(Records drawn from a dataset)
▬▬▬▬▬▬▬▬▬▬
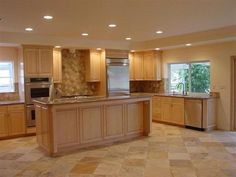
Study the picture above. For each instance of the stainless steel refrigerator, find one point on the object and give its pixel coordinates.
(117, 76)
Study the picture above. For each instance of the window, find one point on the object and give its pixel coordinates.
(6, 77)
(195, 76)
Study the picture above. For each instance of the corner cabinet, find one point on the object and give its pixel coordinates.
(38, 61)
(57, 66)
(93, 65)
(12, 120)
(145, 65)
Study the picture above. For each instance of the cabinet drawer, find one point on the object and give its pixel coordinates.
(16, 107)
(3, 108)
(178, 100)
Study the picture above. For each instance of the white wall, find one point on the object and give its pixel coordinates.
▬▬▬▬▬▬▬▬▬▬
■ **Your objective**
In the copy, include every line of the entries above exactly and none of the pictures.

■ **Answer box**
Study the picture above. For each instance of the stainless steel refrigerator, find one point on the object and give its pixel coordinates.
(117, 76)
Study the picture above. For each instance of the window, find one point on the object and give its pixel coordinates.
(6, 77)
(195, 76)
Study the picture above. For each instance of the corner cabinet, find one point on the object and give its pixel coordinates.
(38, 61)
(57, 66)
(93, 65)
(12, 120)
(145, 65)
Study the picture above. For each instance of the cabinet drawer, find one point on the object and give its pixel coordinates.
(16, 107)
(3, 108)
(178, 100)
Study the picture above. For each instance of the white wall, find one point on the object and give its pixel coordinates.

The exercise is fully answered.